■ EXERCISE GOAL
Pull each line holding "quilt" out of the entries below.

■ DATA UNDER STUDY
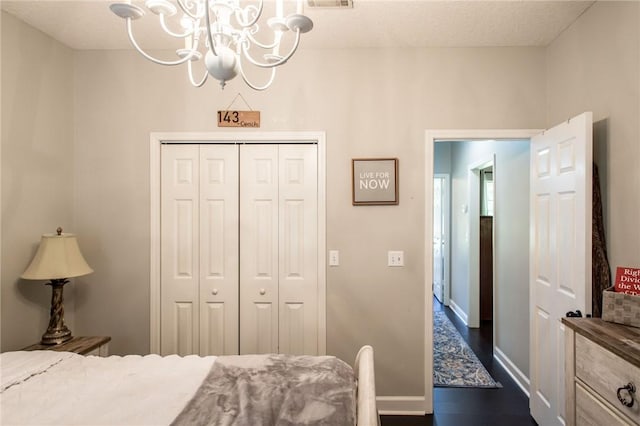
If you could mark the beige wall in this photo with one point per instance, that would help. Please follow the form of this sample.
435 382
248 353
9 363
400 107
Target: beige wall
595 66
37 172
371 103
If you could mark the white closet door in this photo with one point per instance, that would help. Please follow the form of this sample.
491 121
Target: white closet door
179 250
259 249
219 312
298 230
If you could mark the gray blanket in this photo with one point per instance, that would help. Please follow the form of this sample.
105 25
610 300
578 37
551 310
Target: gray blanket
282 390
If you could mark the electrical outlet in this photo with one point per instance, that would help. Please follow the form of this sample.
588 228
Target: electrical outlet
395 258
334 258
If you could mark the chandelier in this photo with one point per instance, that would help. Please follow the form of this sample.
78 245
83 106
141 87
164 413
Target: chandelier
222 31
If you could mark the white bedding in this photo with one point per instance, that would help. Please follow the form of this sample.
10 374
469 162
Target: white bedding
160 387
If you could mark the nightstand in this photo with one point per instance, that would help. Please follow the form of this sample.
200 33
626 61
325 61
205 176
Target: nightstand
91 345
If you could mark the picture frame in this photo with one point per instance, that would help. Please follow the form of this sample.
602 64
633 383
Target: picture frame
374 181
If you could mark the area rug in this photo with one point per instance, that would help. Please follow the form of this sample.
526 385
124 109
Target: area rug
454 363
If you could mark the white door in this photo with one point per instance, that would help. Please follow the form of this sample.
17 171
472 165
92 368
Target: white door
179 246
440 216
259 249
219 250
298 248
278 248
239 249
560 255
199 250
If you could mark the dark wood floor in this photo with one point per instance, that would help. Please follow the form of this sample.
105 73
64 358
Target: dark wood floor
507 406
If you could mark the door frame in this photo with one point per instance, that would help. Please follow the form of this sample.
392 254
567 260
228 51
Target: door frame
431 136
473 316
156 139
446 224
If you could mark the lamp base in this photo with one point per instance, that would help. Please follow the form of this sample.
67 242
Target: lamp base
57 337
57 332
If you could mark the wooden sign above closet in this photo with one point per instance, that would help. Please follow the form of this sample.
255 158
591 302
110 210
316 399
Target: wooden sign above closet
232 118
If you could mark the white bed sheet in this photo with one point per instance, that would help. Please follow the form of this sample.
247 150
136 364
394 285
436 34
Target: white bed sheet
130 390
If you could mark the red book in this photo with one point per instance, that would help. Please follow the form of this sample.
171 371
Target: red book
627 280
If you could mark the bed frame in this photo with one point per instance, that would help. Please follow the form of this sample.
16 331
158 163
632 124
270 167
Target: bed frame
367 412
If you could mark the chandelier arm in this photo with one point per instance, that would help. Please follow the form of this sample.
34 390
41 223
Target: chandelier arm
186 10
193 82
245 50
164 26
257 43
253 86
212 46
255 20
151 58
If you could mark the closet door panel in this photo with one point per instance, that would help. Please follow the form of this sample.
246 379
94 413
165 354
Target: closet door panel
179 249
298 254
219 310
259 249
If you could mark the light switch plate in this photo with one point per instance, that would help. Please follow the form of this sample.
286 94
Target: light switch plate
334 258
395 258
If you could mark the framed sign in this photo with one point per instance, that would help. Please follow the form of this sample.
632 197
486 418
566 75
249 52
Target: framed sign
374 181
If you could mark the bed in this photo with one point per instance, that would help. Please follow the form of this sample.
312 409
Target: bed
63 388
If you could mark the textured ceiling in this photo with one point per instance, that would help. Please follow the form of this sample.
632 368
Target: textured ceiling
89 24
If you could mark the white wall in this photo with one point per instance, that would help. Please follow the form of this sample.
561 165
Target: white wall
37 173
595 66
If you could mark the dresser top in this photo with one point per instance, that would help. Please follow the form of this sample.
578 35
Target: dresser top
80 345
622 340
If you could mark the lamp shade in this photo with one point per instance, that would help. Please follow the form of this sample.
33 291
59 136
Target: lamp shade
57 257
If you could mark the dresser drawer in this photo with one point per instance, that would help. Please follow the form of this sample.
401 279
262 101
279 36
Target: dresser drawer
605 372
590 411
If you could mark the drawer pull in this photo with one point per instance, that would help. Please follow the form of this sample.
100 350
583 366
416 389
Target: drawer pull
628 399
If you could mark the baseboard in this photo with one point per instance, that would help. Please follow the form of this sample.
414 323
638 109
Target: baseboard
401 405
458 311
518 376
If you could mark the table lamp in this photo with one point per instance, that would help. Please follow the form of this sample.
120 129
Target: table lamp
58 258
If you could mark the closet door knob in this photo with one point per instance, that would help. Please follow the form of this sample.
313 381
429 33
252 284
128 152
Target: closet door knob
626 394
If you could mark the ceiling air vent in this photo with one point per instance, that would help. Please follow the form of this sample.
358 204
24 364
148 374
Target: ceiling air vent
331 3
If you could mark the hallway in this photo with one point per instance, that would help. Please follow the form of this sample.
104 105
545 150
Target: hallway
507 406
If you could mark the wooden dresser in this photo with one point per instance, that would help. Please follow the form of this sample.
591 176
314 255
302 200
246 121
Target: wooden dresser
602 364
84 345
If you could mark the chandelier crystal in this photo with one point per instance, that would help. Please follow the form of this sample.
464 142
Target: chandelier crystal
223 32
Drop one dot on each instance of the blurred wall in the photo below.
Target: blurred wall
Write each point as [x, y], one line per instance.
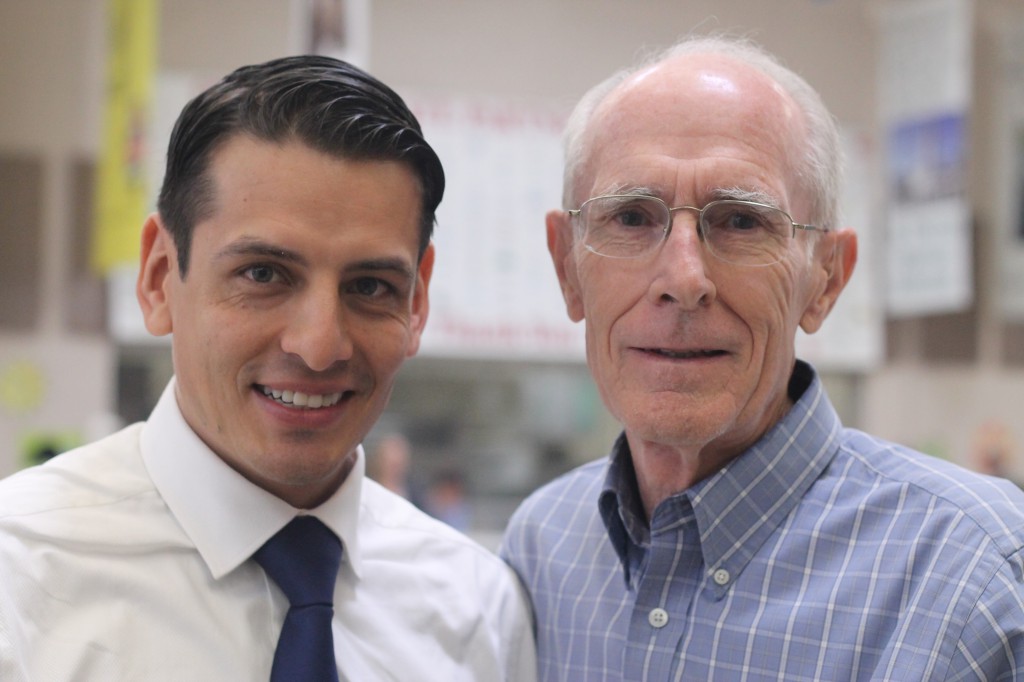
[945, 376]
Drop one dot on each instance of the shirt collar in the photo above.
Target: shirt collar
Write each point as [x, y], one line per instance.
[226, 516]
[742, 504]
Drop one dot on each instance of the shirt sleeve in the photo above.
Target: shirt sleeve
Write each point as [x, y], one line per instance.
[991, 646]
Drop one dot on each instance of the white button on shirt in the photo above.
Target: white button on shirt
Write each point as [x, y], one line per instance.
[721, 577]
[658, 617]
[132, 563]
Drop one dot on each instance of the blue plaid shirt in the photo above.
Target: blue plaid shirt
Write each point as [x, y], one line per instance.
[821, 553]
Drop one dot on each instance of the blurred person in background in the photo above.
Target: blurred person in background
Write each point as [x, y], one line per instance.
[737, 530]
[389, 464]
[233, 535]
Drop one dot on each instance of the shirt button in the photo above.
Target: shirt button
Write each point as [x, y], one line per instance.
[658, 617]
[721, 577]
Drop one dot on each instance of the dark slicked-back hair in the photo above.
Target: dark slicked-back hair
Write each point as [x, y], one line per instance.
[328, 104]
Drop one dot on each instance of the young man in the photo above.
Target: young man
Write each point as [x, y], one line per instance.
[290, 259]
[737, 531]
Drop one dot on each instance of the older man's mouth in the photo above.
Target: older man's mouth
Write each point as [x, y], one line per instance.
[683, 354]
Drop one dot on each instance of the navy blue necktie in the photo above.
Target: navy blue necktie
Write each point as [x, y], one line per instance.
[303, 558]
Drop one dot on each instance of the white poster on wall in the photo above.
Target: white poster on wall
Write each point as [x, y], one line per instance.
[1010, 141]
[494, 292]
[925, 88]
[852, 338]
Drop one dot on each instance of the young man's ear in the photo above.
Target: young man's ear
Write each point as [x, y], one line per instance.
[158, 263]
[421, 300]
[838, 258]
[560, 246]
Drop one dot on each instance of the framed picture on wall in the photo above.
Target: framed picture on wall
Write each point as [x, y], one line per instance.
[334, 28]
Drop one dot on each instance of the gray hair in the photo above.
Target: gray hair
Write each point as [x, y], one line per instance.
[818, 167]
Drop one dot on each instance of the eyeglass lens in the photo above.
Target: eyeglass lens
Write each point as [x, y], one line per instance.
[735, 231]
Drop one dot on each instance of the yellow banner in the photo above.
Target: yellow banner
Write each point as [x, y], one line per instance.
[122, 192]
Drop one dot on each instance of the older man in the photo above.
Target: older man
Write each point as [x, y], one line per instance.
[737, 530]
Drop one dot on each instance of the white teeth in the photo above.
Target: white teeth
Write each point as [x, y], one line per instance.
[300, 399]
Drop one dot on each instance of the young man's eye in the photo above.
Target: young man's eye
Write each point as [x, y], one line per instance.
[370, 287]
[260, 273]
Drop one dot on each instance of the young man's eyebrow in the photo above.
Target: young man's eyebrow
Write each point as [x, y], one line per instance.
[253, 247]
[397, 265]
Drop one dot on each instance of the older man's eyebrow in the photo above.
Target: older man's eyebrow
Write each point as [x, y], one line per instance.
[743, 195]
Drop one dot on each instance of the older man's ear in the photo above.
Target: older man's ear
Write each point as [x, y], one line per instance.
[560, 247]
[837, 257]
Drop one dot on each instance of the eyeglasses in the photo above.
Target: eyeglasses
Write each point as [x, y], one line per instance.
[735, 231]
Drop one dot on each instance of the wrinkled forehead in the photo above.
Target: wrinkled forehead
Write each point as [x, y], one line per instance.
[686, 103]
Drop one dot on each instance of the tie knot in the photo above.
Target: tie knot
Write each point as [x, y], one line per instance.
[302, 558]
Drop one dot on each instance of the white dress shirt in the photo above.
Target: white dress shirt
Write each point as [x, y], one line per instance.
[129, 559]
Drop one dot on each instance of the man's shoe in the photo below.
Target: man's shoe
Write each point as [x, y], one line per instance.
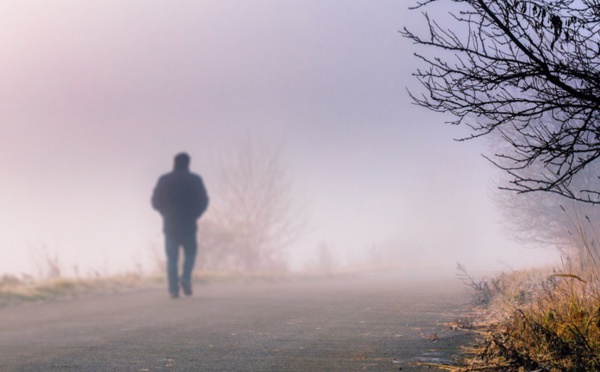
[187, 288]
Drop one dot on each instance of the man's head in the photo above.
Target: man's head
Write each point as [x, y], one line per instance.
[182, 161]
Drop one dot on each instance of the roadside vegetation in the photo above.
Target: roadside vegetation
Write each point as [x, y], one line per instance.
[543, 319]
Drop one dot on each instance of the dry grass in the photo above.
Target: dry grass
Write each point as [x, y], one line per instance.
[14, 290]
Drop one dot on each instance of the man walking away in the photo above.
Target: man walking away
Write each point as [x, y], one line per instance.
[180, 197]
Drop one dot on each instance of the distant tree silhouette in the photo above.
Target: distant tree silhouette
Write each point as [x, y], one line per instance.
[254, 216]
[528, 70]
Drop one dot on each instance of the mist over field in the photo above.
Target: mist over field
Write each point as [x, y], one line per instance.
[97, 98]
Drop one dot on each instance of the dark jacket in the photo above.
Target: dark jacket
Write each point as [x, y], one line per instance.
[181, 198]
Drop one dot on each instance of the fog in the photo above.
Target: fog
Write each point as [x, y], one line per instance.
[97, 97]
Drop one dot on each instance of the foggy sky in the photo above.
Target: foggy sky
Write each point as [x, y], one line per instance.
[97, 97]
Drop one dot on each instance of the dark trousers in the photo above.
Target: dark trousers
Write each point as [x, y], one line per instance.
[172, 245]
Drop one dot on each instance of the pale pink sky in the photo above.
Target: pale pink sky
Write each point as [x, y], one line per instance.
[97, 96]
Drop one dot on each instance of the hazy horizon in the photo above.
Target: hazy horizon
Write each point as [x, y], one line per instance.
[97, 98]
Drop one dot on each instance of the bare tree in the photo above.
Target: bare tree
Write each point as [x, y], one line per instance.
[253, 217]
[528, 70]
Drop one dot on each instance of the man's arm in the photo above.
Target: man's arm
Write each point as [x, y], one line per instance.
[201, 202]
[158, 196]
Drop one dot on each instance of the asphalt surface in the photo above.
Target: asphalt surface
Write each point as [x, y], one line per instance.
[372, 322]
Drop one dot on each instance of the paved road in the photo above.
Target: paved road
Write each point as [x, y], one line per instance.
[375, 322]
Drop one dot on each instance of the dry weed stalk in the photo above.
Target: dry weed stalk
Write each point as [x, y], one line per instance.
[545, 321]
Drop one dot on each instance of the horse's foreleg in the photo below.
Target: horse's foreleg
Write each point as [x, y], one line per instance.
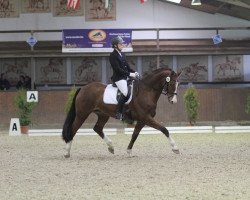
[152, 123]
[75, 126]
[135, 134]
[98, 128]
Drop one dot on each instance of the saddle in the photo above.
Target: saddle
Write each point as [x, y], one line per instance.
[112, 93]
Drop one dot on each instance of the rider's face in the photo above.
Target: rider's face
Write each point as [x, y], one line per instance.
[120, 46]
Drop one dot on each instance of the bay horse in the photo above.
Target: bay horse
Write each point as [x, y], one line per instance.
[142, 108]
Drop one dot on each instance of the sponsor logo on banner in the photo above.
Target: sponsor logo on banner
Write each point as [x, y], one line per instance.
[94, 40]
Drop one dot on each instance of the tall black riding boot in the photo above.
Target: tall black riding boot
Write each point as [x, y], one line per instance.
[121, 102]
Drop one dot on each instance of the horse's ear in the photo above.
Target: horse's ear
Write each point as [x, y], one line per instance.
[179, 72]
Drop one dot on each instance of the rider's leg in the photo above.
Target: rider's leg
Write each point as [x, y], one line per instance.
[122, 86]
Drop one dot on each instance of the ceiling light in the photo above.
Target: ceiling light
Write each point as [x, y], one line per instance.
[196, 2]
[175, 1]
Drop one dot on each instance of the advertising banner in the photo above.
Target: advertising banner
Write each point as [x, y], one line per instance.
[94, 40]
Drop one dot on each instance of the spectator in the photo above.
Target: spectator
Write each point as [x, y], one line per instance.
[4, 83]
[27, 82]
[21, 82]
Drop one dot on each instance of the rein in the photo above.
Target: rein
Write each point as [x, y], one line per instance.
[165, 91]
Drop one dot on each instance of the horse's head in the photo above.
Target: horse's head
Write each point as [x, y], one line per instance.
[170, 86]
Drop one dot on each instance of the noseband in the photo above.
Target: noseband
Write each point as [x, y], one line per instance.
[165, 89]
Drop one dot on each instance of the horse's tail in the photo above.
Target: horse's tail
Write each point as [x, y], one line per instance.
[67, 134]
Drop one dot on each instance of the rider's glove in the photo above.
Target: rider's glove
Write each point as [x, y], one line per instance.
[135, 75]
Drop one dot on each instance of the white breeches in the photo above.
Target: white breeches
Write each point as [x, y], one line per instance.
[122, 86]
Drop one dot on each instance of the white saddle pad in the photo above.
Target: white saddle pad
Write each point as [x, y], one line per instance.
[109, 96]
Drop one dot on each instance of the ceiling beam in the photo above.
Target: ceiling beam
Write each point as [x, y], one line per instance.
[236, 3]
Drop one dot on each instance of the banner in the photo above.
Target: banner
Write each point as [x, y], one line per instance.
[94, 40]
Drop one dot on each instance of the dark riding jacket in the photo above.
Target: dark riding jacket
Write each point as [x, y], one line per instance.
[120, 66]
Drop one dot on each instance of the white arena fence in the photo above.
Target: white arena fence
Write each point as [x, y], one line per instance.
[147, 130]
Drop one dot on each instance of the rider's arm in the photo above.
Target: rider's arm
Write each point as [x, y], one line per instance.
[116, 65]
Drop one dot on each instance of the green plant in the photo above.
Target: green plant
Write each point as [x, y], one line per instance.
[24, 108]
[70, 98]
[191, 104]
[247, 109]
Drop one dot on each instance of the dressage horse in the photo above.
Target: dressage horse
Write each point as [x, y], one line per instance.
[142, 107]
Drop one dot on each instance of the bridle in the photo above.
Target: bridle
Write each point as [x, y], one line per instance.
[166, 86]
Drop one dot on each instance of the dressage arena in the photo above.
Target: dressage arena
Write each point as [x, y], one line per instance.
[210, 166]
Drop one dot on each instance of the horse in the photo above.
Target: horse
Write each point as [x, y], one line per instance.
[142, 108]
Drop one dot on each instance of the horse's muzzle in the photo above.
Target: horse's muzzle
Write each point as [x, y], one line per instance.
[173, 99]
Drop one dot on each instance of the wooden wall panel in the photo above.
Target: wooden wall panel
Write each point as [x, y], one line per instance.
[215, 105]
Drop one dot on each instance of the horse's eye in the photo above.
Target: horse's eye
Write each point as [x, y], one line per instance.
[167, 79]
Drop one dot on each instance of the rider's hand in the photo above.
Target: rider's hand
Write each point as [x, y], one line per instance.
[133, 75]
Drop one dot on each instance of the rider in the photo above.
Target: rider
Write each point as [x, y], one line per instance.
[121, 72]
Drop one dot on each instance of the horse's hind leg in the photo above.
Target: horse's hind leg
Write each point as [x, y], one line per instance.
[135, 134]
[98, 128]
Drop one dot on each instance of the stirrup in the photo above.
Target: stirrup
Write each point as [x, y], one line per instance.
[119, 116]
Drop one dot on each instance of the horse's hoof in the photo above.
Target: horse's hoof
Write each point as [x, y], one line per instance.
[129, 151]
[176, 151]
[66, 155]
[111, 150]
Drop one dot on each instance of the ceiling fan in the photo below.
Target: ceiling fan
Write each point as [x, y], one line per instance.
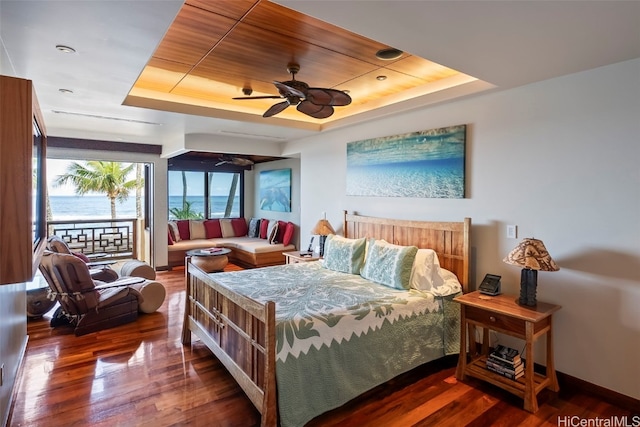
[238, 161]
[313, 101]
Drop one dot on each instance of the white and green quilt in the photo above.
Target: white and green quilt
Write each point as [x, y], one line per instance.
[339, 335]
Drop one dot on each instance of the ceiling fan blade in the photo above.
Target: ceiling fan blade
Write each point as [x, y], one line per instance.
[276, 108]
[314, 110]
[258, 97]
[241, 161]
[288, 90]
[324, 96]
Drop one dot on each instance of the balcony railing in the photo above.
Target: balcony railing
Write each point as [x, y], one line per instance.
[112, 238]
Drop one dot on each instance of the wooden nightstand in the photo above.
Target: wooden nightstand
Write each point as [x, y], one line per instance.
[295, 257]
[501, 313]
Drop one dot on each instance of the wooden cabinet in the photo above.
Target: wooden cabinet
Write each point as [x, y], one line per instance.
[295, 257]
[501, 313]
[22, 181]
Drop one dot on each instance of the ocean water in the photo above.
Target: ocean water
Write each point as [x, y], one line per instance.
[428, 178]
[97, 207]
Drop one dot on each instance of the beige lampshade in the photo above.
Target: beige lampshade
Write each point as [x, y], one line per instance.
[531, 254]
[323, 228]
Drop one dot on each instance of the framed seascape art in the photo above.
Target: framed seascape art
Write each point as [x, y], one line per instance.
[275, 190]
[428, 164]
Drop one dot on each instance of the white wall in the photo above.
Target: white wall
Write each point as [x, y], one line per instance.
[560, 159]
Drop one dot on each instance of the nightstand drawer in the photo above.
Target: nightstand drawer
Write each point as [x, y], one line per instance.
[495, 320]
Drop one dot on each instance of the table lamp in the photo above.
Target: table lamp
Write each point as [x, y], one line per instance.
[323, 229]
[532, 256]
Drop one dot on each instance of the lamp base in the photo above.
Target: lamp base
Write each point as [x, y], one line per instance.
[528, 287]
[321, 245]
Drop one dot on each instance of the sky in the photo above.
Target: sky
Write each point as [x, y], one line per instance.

■ ANSWER
Drop one dot on each instance of the white and green quilt in the photo above.
Target: white and green quilt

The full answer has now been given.